■ Exercise task:
Exactly reproduce the line that contains "Locate the stone" and all lines after it in the entries below, through the very last line.

■ A run of records:
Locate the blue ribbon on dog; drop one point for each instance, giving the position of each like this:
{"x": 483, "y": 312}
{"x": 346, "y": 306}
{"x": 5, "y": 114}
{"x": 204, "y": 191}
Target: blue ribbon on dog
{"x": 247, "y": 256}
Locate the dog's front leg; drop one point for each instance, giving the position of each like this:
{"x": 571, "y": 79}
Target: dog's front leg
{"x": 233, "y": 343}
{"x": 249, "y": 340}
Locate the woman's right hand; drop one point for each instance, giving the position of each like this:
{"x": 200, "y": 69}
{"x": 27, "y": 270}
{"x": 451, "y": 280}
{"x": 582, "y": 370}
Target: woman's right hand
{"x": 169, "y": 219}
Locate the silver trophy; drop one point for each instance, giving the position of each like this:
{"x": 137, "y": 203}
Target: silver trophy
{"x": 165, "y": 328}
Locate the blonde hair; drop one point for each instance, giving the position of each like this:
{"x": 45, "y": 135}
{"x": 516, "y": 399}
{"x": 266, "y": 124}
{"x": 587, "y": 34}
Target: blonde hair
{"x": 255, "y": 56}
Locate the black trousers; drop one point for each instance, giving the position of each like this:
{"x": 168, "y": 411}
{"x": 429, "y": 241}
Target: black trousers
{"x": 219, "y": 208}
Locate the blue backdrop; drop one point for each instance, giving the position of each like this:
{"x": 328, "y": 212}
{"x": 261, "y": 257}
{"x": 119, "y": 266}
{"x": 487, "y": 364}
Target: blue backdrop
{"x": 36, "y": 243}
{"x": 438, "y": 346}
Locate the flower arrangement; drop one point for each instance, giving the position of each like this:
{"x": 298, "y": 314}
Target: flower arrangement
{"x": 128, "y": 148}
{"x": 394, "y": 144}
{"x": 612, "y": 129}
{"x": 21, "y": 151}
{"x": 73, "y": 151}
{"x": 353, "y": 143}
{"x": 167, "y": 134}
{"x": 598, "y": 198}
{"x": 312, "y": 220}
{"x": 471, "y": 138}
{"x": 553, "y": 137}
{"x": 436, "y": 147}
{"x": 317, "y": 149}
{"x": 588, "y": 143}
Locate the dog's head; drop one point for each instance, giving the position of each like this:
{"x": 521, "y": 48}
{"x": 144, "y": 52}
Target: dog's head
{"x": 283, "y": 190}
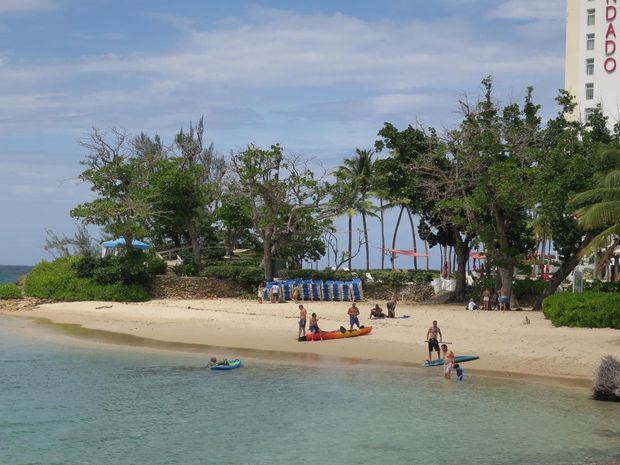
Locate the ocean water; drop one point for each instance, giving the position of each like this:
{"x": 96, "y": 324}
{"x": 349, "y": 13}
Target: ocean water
{"x": 74, "y": 404}
{"x": 9, "y": 273}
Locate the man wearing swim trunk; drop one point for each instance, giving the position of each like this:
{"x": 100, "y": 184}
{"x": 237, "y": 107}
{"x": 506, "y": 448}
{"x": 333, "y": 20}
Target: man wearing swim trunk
{"x": 302, "y": 321}
{"x": 353, "y": 316}
{"x": 433, "y": 337}
{"x": 448, "y": 361}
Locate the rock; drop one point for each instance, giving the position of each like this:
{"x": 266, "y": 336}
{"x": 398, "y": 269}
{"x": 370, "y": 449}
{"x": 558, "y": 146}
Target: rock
{"x": 607, "y": 380}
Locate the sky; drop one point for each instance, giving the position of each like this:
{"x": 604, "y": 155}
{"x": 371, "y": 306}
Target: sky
{"x": 318, "y": 77}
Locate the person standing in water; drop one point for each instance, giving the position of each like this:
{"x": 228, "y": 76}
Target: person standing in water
{"x": 353, "y": 313}
{"x": 448, "y": 361}
{"x": 302, "y": 321}
{"x": 433, "y": 337}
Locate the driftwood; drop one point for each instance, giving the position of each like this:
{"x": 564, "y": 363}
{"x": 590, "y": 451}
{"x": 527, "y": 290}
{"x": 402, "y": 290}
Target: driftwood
{"x": 607, "y": 380}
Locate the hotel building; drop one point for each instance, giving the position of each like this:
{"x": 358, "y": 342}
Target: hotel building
{"x": 592, "y": 72}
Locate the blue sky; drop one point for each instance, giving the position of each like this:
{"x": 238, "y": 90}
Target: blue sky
{"x": 319, "y": 77}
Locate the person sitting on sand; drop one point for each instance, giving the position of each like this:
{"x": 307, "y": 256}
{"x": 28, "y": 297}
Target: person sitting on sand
{"x": 448, "y": 361}
{"x": 314, "y": 326}
{"x": 432, "y": 336}
{"x": 353, "y": 313}
{"x": 302, "y": 321}
{"x": 376, "y": 312}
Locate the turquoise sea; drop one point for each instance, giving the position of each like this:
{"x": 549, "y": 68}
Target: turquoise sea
{"x": 9, "y": 273}
{"x": 65, "y": 401}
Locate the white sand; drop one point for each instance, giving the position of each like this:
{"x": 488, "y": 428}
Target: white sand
{"x": 502, "y": 341}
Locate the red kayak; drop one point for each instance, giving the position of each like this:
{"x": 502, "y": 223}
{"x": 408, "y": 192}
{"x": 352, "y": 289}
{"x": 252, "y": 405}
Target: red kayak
{"x": 325, "y": 335}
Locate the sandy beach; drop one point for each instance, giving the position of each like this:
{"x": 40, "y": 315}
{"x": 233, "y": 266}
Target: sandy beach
{"x": 504, "y": 343}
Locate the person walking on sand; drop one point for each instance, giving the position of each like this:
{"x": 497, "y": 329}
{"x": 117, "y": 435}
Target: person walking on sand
{"x": 448, "y": 361}
{"x": 433, "y": 337}
{"x": 353, "y": 313}
{"x": 486, "y": 299}
{"x": 261, "y": 292}
{"x": 302, "y": 321}
{"x": 314, "y": 326}
{"x": 275, "y": 293}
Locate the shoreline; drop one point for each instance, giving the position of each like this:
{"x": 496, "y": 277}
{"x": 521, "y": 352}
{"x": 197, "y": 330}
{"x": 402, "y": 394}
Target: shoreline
{"x": 538, "y": 351}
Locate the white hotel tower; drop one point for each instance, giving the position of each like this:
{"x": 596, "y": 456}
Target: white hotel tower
{"x": 593, "y": 55}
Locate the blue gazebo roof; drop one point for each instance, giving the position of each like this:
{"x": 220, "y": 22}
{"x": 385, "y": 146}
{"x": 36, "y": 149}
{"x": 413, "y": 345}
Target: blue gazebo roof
{"x": 120, "y": 242}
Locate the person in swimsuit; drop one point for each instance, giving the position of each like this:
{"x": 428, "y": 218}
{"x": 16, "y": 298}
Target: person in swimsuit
{"x": 433, "y": 337}
{"x": 376, "y": 312}
{"x": 486, "y": 299}
{"x": 302, "y": 321}
{"x": 314, "y": 326}
{"x": 448, "y": 361}
{"x": 353, "y": 313}
{"x": 391, "y": 306}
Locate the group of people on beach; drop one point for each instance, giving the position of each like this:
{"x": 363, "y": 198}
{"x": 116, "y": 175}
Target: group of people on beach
{"x": 500, "y": 301}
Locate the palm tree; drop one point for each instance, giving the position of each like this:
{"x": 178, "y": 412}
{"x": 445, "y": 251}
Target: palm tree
{"x": 356, "y": 173}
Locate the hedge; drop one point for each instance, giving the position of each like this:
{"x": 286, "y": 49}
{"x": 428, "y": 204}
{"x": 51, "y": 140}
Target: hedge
{"x": 586, "y": 310}
{"x": 58, "y": 280}
{"x": 246, "y": 274}
{"x": 10, "y": 291}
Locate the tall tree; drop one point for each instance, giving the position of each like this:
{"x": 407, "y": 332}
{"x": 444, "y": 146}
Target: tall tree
{"x": 284, "y": 196}
{"x": 357, "y": 173}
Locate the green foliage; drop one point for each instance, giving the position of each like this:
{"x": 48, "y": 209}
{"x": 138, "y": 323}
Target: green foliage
{"x": 251, "y": 275}
{"x": 10, "y": 291}
{"x": 585, "y": 310}
{"x": 58, "y": 280}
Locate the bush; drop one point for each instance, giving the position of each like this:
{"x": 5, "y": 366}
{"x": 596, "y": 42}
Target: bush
{"x": 10, "y": 291}
{"x": 246, "y": 274}
{"x": 585, "y": 310}
{"x": 58, "y": 280}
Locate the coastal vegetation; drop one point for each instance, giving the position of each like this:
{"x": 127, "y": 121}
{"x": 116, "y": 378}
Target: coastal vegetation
{"x": 501, "y": 182}
{"x": 10, "y": 291}
{"x": 585, "y": 310}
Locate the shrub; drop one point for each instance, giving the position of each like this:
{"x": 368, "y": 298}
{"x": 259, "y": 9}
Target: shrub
{"x": 247, "y": 274}
{"x": 10, "y": 291}
{"x": 58, "y": 280}
{"x": 588, "y": 309}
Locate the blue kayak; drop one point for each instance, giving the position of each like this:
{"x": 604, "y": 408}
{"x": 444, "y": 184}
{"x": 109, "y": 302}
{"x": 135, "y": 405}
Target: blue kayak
{"x": 231, "y": 365}
{"x": 460, "y": 359}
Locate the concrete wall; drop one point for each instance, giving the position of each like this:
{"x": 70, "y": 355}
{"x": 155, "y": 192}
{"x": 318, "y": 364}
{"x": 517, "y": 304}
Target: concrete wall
{"x": 182, "y": 287}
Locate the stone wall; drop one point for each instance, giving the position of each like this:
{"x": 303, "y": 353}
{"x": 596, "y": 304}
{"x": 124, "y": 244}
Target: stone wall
{"x": 412, "y": 293}
{"x": 183, "y": 287}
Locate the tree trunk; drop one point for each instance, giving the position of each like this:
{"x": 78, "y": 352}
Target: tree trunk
{"x": 382, "y": 234}
{"x": 366, "y": 241}
{"x": 193, "y": 239}
{"x": 350, "y": 239}
{"x": 267, "y": 257}
{"x": 400, "y": 215}
{"x": 506, "y": 275}
{"x": 560, "y": 275}
{"x": 461, "y": 252}
{"x": 415, "y": 242}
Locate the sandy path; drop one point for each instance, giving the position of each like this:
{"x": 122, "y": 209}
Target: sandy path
{"x": 502, "y": 341}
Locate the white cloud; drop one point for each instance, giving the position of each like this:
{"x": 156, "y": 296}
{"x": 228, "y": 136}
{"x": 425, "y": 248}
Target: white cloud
{"x": 530, "y": 10}
{"x": 23, "y": 6}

■ Full response:
Locate the stone wall; drop one point for each instance, giving the position of each like this:
{"x": 303, "y": 353}
{"x": 596, "y": 304}
{"x": 124, "y": 244}
Target: stone wall
{"x": 412, "y": 293}
{"x": 183, "y": 287}
Locate the tree trunk; drop one point for each instance, giving the position of each like this:
{"x": 78, "y": 352}
Target: tree trunk
{"x": 382, "y": 234}
{"x": 366, "y": 241}
{"x": 193, "y": 239}
{"x": 350, "y": 239}
{"x": 267, "y": 257}
{"x": 400, "y": 215}
{"x": 506, "y": 275}
{"x": 560, "y": 275}
{"x": 461, "y": 252}
{"x": 415, "y": 242}
Locate the sandy path; drop one point for each instance, giving the position of each like this:
{"x": 122, "y": 209}
Target: sandy path
{"x": 502, "y": 341}
Locate the white cloud; drop one point for each instance, giving the position of each like this:
{"x": 156, "y": 296}
{"x": 228, "y": 136}
{"x": 425, "y": 248}
Target: white cloud
{"x": 530, "y": 10}
{"x": 23, "y": 6}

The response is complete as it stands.